Top of Selected excerpt

Tobago Tour

Scathach
Sun 26 Feb 2023 22:08

With our self-steering back in operation, we needed to do something different so decided to take a trip to Tobago. We had been given dire warnings about the crime there but both the Fishcakes and Peter and Linda on Koka Chin had been enthusiastic about it so, on Monday evening before it got dark, we left Prickly Bay for the 80 mile leg across to Tobago.  We wanted to sail overnight to be sure of arriving in daylight.  I had no pilotage information for Tobago and only the electronic charts. For the first time in my sailing career, I sailed a passage without having a paper chart to record progress on, or for backup.  The leg over was close hauled in the north easterly wind and we arrived off Man Of War Bay around 10 am  and anchored in Pirates Bay with only two other yachts in sight.

We had only just got the hook down and the boat a bit ship-shape with the Tobago courtesy ensign and Q flag hoisted when two ladies in an open boat pulled alongside.  These turned out to be the customs officer and the port health official who quizzed us over our health and the animals we were carrying and wanted to make sure we intended to visit their offices to clear in with them and immigration.   The ladies, in muffty, it turned out later, had been helping with some net fishing when they saw us and our Q flag.

We duly got ourselves ashore in the dinghy and found the offices and were presented with a myriad of forms on different coloured paper for heath and customs to complete. The health form included question on the number of stowaways and how many deaths had occurred on the passage.  Several forms had to be completed in quadruplicate, some forms had carbon paper. Unfortunately the immigration officer was not present and  we had to call back again the following morning with two photocopies each of our passports and the ships papers – their photocopier was out of ink and we could get copies in the library next door.  The library was an oasis of cool and calm and we joined so that we could use their wifi.  The following day we turned up, slightly later than the immigration officer was expecting and we had to wait for her to return with her lunch in bags for later.   Another plethora of forms and the final knockings of customs clearance because they couldn’t actually  sign off the forms we completed yesterday until immigration had been completed.

Bottom of Selected excerpt
Top of Data shown

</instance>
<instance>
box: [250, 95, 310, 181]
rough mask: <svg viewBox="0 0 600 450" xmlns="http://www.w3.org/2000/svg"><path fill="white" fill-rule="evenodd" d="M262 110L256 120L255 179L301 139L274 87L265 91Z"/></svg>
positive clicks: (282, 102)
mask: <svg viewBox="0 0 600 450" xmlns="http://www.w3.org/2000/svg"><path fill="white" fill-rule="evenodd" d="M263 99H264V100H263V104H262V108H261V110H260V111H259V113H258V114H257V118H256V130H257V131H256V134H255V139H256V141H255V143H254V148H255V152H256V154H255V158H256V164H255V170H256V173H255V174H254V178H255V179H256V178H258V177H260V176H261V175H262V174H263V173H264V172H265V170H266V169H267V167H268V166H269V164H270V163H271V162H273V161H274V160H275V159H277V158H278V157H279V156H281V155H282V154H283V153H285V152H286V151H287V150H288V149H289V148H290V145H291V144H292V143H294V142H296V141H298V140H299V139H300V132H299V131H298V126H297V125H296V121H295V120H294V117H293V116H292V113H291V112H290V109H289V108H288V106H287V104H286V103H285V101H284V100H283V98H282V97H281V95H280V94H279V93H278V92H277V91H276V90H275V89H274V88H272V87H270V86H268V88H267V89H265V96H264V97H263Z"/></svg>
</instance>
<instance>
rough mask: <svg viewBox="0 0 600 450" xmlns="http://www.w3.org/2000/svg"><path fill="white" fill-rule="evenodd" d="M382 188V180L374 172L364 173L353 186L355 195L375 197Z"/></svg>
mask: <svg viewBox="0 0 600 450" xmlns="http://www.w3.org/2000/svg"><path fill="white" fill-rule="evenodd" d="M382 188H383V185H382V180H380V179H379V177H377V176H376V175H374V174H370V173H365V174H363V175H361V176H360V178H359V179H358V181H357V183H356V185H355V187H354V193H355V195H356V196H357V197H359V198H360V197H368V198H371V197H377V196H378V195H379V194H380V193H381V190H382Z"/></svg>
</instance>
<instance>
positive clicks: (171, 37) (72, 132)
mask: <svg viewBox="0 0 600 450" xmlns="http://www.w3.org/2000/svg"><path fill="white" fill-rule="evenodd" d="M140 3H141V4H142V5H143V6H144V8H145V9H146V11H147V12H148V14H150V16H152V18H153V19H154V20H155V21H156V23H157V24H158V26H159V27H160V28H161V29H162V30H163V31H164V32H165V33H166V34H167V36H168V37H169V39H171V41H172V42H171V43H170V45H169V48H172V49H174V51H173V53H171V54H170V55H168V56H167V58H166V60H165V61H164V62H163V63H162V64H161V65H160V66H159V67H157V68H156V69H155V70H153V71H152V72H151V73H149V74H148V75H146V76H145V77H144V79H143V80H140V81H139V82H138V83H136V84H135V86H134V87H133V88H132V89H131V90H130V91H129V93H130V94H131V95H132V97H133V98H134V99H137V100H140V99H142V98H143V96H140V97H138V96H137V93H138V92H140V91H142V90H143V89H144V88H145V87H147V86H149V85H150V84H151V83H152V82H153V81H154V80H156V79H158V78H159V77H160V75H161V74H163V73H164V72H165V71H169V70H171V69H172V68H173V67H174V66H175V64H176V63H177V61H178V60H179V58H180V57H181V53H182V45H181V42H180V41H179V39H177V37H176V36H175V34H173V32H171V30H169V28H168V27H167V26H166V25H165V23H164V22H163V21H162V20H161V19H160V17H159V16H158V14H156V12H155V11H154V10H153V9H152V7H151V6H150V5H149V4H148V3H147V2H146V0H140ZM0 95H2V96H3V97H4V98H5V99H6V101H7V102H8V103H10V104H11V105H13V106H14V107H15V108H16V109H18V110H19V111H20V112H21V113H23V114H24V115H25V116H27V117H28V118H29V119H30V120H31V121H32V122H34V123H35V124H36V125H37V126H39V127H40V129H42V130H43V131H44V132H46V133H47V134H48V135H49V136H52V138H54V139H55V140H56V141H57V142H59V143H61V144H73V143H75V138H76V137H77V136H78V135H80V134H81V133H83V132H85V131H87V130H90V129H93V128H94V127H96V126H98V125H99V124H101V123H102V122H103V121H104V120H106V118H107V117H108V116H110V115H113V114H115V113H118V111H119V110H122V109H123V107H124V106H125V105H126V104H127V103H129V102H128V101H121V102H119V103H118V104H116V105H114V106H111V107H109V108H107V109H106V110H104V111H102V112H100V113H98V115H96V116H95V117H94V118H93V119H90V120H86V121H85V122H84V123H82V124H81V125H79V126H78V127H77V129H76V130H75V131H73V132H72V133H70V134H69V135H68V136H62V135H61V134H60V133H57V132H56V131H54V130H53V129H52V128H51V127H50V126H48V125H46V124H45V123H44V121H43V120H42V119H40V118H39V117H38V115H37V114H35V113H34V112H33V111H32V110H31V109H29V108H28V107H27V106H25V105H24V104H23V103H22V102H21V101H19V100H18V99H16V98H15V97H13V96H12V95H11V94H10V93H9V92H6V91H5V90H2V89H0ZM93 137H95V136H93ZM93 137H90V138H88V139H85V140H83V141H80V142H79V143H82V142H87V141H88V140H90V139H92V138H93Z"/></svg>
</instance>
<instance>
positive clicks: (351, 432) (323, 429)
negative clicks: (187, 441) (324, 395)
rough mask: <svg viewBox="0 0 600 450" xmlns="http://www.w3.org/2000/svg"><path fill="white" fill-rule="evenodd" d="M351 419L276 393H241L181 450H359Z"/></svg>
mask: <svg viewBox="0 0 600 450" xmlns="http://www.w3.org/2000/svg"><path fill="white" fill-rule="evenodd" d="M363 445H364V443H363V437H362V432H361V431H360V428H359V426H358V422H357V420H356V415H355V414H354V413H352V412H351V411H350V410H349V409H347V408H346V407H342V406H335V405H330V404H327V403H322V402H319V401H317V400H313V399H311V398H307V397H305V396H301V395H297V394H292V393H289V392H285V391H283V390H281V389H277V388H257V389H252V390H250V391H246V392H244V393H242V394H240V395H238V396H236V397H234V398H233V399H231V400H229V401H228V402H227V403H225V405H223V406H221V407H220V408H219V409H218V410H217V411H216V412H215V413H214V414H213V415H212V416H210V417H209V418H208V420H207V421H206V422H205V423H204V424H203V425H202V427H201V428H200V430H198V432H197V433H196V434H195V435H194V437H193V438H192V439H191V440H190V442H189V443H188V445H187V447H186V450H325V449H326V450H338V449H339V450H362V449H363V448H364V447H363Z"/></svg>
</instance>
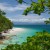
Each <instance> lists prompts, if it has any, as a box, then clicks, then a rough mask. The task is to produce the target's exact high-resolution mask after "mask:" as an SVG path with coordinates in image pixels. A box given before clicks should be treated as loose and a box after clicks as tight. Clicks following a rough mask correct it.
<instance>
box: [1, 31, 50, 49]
mask: <svg viewBox="0 0 50 50" xmlns="http://www.w3.org/2000/svg"><path fill="white" fill-rule="evenodd" d="M2 50H50V33H49V32H47V31H43V32H36V34H35V35H34V36H32V37H28V38H27V42H24V43H22V44H21V45H18V44H13V45H11V44H10V45H8V46H7V47H6V48H5V49H2Z"/></svg>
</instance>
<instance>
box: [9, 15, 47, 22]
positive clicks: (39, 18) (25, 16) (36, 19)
mask: <svg viewBox="0 0 50 50" xmlns="http://www.w3.org/2000/svg"><path fill="white" fill-rule="evenodd" d="M9 19H10V20H11V21H13V22H30V23H44V21H45V20H47V18H44V17H43V16H38V15H36V16H33V15H28V16H24V15H18V17H12V18H11V17H10V18H9Z"/></svg>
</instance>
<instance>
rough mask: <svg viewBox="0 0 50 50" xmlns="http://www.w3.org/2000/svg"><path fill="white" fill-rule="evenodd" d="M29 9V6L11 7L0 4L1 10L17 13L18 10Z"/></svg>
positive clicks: (16, 6) (18, 5)
mask: <svg viewBox="0 0 50 50" xmlns="http://www.w3.org/2000/svg"><path fill="white" fill-rule="evenodd" d="M27 7H28V5H26V4H22V5H20V4H18V5H15V6H10V4H7V3H0V9H2V10H4V11H5V10H6V11H17V10H24V9H26V8H27Z"/></svg>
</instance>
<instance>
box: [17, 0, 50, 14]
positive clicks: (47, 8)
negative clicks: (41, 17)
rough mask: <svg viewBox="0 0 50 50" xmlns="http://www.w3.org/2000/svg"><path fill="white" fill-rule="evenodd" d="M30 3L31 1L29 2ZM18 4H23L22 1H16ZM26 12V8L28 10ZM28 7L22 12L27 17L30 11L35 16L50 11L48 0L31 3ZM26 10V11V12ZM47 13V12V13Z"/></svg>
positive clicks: (32, 1) (26, 10)
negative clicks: (28, 13) (43, 12)
mask: <svg viewBox="0 0 50 50" xmlns="http://www.w3.org/2000/svg"><path fill="white" fill-rule="evenodd" d="M31 1H32V0H31ZM18 2H19V3H22V2H23V3H24V0H18ZM30 7H31V9H32V10H31V9H30V10H28V8H30ZM30 7H28V8H26V10H24V15H27V14H28V13H29V12H30V11H33V12H34V13H35V14H39V15H40V14H41V13H43V12H45V10H47V11H50V0H37V2H34V1H32V2H31V4H30ZM27 10H28V11H27ZM48 13H49V12H48Z"/></svg>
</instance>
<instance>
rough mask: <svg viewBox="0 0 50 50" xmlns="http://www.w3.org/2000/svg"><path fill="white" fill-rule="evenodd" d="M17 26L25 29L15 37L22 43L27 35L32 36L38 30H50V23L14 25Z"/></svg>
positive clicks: (16, 39) (14, 37)
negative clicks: (40, 24) (19, 33)
mask: <svg viewBox="0 0 50 50" xmlns="http://www.w3.org/2000/svg"><path fill="white" fill-rule="evenodd" d="M14 27H16V28H22V29H24V30H23V31H21V32H19V33H20V34H19V35H18V36H17V37H13V38H14V39H15V40H14V41H15V42H16V43H19V44H21V43H22V42H26V41H27V40H26V39H27V37H31V36H33V35H35V34H36V32H42V31H43V30H45V31H48V32H50V25H14Z"/></svg>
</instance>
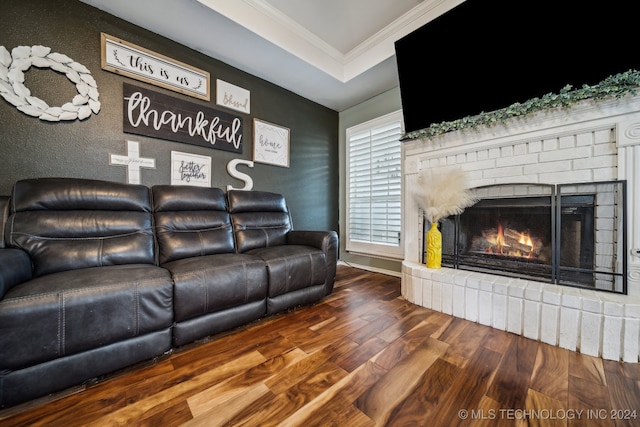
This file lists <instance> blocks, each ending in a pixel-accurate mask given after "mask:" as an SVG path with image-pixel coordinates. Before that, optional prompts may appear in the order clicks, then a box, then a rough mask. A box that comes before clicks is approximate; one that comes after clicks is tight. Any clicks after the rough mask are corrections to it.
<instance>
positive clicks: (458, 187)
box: [413, 169, 478, 224]
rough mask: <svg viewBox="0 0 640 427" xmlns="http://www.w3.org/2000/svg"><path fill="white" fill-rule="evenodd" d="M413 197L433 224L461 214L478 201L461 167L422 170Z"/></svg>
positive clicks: (417, 178)
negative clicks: (451, 216)
mask: <svg viewBox="0 0 640 427" xmlns="http://www.w3.org/2000/svg"><path fill="white" fill-rule="evenodd" d="M413 197H414V199H415V201H416V203H417V204H418V207H420V208H422V210H423V211H424V214H425V217H426V218H427V219H428V220H429V222H430V223H432V224H433V223H434V222H436V221H439V220H440V219H442V218H446V217H448V216H449V215H458V214H461V213H462V212H463V211H464V210H465V208H467V207H469V206H471V205H473V204H474V203H476V202H477V201H478V200H477V199H476V198H475V197H474V196H473V194H472V193H471V191H470V190H469V188H468V185H467V177H466V174H465V173H464V172H463V171H462V170H460V169H447V170H440V171H437V172H433V171H422V172H420V173H419V174H418V177H417V179H416V186H415V189H414V192H413Z"/></svg>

Bottom of Data shown

**List of tasks:**
(A) Do these statements agree with the Tobago post? (i) The passage to Tobago was made with a paper chart as backup. (ii) The boat arrived off Man Of War Bay around 10 am. (iii) They joined the library so they could use its wifi. For each, answer yes or no and quote the deciding words.
(B) Count the lines of the rows that contain the word "prompts", and give only the number.
The Tobago post and the rows are unrelated material.

**Exercise responses:**
(A)
(i) No: "I sailed a passage without having a paper chart to record progress on, or for backup"
(ii) Yes: "we arrived off Man Of War Bay around 10 am"
(iii) Yes: "we joined so that we could use their wifi"

(B) 2